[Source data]
**********

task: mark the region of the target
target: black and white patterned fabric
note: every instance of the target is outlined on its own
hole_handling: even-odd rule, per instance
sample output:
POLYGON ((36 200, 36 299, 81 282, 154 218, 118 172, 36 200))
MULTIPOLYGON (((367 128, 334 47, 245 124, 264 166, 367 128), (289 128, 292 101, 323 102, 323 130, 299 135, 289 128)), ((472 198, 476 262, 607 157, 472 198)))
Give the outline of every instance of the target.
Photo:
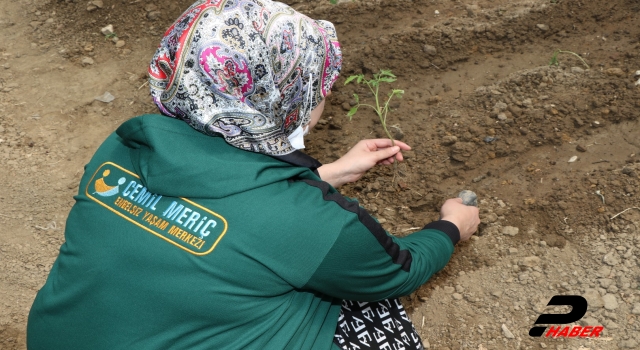
POLYGON ((343 350, 424 349, 399 299, 344 300, 333 342, 343 350))

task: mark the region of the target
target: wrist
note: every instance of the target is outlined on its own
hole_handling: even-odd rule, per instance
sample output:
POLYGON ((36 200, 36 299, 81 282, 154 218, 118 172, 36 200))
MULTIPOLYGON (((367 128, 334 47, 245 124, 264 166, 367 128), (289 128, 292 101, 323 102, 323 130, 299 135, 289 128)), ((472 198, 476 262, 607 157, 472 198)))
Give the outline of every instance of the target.
POLYGON ((322 181, 338 188, 349 181, 345 179, 344 174, 342 174, 342 171, 340 170, 341 167, 337 165, 336 162, 323 164, 318 168, 318 174, 320 174, 322 181))

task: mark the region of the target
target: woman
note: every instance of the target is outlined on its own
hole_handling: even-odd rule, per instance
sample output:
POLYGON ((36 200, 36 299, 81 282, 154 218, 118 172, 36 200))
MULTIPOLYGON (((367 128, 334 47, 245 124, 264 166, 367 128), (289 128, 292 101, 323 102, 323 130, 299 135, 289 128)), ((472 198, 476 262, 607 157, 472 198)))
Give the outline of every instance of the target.
POLYGON ((340 66, 333 26, 284 4, 190 7, 149 69, 164 116, 127 121, 86 167, 28 347, 421 348, 397 298, 444 267, 477 208, 449 200, 396 238, 335 190, 409 149, 299 151, 340 66))

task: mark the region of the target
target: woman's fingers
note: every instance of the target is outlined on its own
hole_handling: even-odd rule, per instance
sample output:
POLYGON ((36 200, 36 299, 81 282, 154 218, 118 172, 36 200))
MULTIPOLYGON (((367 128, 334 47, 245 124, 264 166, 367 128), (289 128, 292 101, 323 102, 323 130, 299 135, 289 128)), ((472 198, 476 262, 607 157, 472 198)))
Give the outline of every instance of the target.
MULTIPOLYGON (((375 146, 375 149, 387 148, 392 146, 390 139, 370 139, 370 140, 364 140, 364 141, 369 143, 370 145, 375 146)), ((408 151, 411 149, 411 146, 407 145, 402 141, 395 140, 394 142, 395 142, 395 145, 400 147, 401 150, 408 151)))

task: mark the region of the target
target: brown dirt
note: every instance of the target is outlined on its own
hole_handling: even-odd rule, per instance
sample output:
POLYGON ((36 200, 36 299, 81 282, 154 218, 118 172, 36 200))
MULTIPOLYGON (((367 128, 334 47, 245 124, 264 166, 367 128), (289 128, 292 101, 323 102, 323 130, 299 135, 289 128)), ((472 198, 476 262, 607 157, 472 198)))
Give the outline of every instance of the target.
MULTIPOLYGON (((2 349, 25 348, 26 316, 64 240, 83 165, 117 125, 155 111, 146 65, 190 5, 103 1, 93 11, 73 0, 1 5, 2 349), (107 24, 123 47, 100 33, 107 24), (116 99, 93 100, 105 91, 116 99)), ((345 77, 391 69, 392 86, 406 91, 389 117, 413 147, 395 185, 392 168, 380 168, 342 192, 398 235, 437 218, 462 189, 481 199, 480 233, 406 300, 430 348, 640 348, 640 210, 611 219, 640 207, 639 1, 288 3, 336 23, 343 46, 343 78, 310 135, 311 155, 330 162, 383 136, 371 111, 348 121, 352 94, 369 97, 345 77), (569 54, 549 66, 556 49, 590 69, 569 54), (529 337, 556 294, 589 295, 580 322, 604 325, 603 336, 529 337)))

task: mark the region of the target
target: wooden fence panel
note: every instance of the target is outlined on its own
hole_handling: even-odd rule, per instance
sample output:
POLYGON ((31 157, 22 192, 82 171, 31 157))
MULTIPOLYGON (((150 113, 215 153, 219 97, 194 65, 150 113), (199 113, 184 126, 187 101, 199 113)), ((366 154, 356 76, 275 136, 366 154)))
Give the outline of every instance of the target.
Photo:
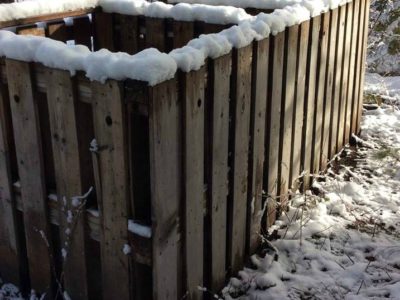
POLYGON ((283 84, 282 106, 281 106, 281 128, 280 128, 280 155, 279 155, 279 195, 283 204, 288 200, 289 174, 290 174, 290 157, 292 150, 292 129, 293 129, 293 113, 295 105, 295 88, 296 88, 296 64, 297 64, 297 46, 299 40, 299 26, 295 25, 286 31, 287 43, 285 70, 283 84))
POLYGON ((76 91, 68 71, 47 70, 47 99, 59 199, 64 288, 74 299, 87 299, 86 224, 83 214, 86 199, 76 197, 87 192, 82 173, 88 170, 82 166, 81 157, 85 150, 88 151, 88 145, 81 145, 78 137, 81 129, 76 115, 76 91))
POLYGON ((202 299, 204 240, 205 67, 182 74, 184 240, 187 299, 202 299))
POLYGON ((329 40, 329 24, 330 12, 322 15, 321 30, 320 30, 320 43, 319 43, 319 57, 318 57, 318 75, 316 84, 316 99, 315 99, 315 117, 314 117, 314 138, 313 138, 313 162, 312 173, 317 174, 321 169, 321 153, 323 143, 323 126, 325 118, 330 118, 330 115, 325 114, 325 82, 326 71, 328 67, 328 40, 329 40))
POLYGON ((166 23, 164 19, 146 18, 146 48, 166 51, 166 23))
POLYGON ((12 125, 6 87, 0 83, 0 277, 19 286, 21 249, 16 220, 16 203, 12 191, 12 125), (6 98, 7 97, 7 98, 6 98))
POLYGON ((330 132, 330 153, 332 158, 338 149, 338 128, 340 120, 340 84, 342 82, 342 68, 344 59, 344 30, 345 30, 346 6, 339 7, 339 17, 336 39, 336 58, 335 58, 335 83, 333 86, 332 108, 331 108, 331 132, 330 132))
POLYGON ((153 299, 180 299, 181 104, 176 79, 149 90, 153 299))
POLYGON ((116 15, 119 21, 119 51, 129 54, 139 52, 139 17, 116 15))
POLYGON ((265 155, 265 116, 268 90, 269 39, 253 43, 253 68, 250 112, 249 192, 247 199, 247 253, 260 244, 263 172, 265 155))
POLYGON ((92 23, 88 16, 73 19, 75 44, 92 49, 92 23))
POLYGON ((357 57, 357 34, 359 27, 359 1, 354 0, 352 3, 353 19, 352 19, 352 32, 351 32, 351 46, 350 46, 350 65, 349 65, 349 81, 347 88, 347 110, 345 119, 345 134, 344 143, 347 144, 351 138, 352 132, 352 113, 354 109, 354 82, 356 75, 356 57, 357 57))
POLYGON ((207 137, 208 160, 206 181, 209 209, 210 288, 223 287, 225 282, 227 197, 228 197, 228 136, 231 54, 213 59, 208 67, 207 115, 210 124, 207 137))
POLYGON ((6 60, 31 285, 52 297, 52 246, 47 191, 30 65, 6 60))
POLYGON ((271 98, 267 106, 266 159, 264 164, 264 190, 267 192, 268 226, 275 222, 276 212, 278 210, 278 157, 285 32, 278 33, 276 36, 273 36, 270 41, 269 95, 271 95, 271 98))
POLYGON ((297 53, 296 66, 296 105, 293 112, 293 141, 291 150, 291 175, 289 186, 297 187, 299 185, 298 177, 302 171, 301 165, 301 148, 302 148, 302 132, 304 119, 304 98, 305 98, 305 83, 306 83, 306 68, 307 53, 309 47, 310 36, 310 21, 305 21, 300 24, 299 43, 297 53))
POLYGON ((93 14, 93 42, 94 50, 102 48, 115 51, 114 46, 114 15, 104 12, 93 14))
POLYGON ((128 244, 129 164, 122 86, 108 81, 91 87, 100 170, 96 191, 101 199, 103 299, 128 299, 130 270, 123 248, 128 244))
POLYGON ((315 99, 317 84, 317 58, 319 51, 319 32, 321 28, 321 16, 311 19, 310 39, 307 57, 306 73, 306 96, 304 102, 304 124, 303 124, 303 147, 302 163, 305 172, 303 178, 303 188, 307 189, 310 185, 310 175, 312 173, 313 158, 313 131, 315 117, 315 99))
POLYGON ((194 24, 194 22, 173 21, 173 49, 185 46, 191 39, 194 38, 194 24))
POLYGON ((336 34, 339 10, 331 11, 329 23, 329 44, 328 44, 328 67, 325 84, 325 104, 324 104, 324 125, 322 135, 321 170, 328 164, 330 156, 330 134, 332 128, 332 108, 333 108, 333 89, 335 89, 335 53, 336 53, 336 34))
POLYGON ((252 50, 249 45, 234 50, 232 56, 228 270, 233 272, 243 265, 246 247, 252 50))
POLYGON ((351 46, 351 31, 352 31, 352 19, 353 11, 351 3, 346 4, 346 16, 345 16, 345 31, 344 31, 344 57, 342 67, 342 80, 340 83, 340 114, 338 122, 338 151, 344 146, 345 137, 345 124, 346 124, 346 109, 347 109, 347 88, 349 79, 349 63, 350 63, 350 46, 351 46))
POLYGON ((68 28, 64 21, 50 22, 47 24, 46 36, 52 40, 68 41, 68 28))

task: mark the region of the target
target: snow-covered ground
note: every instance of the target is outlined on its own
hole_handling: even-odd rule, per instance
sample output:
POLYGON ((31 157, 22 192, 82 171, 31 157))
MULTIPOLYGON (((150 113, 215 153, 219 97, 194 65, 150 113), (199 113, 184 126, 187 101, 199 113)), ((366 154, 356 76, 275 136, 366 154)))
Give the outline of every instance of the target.
POLYGON ((400 299, 400 77, 366 78, 384 103, 364 110, 357 145, 293 195, 273 228, 280 239, 231 279, 225 299, 400 299))

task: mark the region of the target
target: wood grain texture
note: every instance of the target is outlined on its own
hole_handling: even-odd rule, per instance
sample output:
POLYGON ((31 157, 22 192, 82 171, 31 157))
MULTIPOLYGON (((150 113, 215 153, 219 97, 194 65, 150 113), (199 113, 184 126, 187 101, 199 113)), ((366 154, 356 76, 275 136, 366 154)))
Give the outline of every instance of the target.
POLYGON ((15 146, 31 285, 37 292, 52 295, 52 246, 50 244, 47 193, 31 69, 28 63, 6 60, 15 146))
POLYGON ((129 260, 122 249, 128 242, 129 174, 125 106, 117 81, 92 83, 94 133, 99 151, 102 219, 101 268, 103 299, 128 299, 129 260))
POLYGON ((176 79, 149 88, 153 299, 179 299, 181 103, 176 79))
MULTIPOLYGON (((80 144, 76 85, 68 71, 49 69, 47 102, 56 173, 61 241, 66 257, 63 261, 64 288, 70 297, 88 298, 85 205, 74 206, 73 197, 86 194, 83 176, 88 170, 81 163, 89 145, 80 144), (72 217, 72 219, 71 219, 72 217)), ((87 121, 87 120, 86 120, 87 121)))

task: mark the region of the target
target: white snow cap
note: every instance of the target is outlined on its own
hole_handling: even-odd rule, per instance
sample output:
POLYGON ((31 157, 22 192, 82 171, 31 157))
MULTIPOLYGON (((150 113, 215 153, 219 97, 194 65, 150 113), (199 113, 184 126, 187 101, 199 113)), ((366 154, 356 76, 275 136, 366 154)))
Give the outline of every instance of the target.
POLYGON ((0 31, 0 56, 27 62, 39 62, 74 75, 85 71, 91 80, 134 79, 149 85, 175 76, 177 65, 168 54, 149 48, 135 55, 112 53, 106 49, 91 52, 86 46, 69 46, 38 36, 20 36, 0 31))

**********

*Work to complete:*
Search the entries above for the string "white", and report each line where it occurs.

*Output of the exercise:*
target: black and white patterned fabric
target: white snow cap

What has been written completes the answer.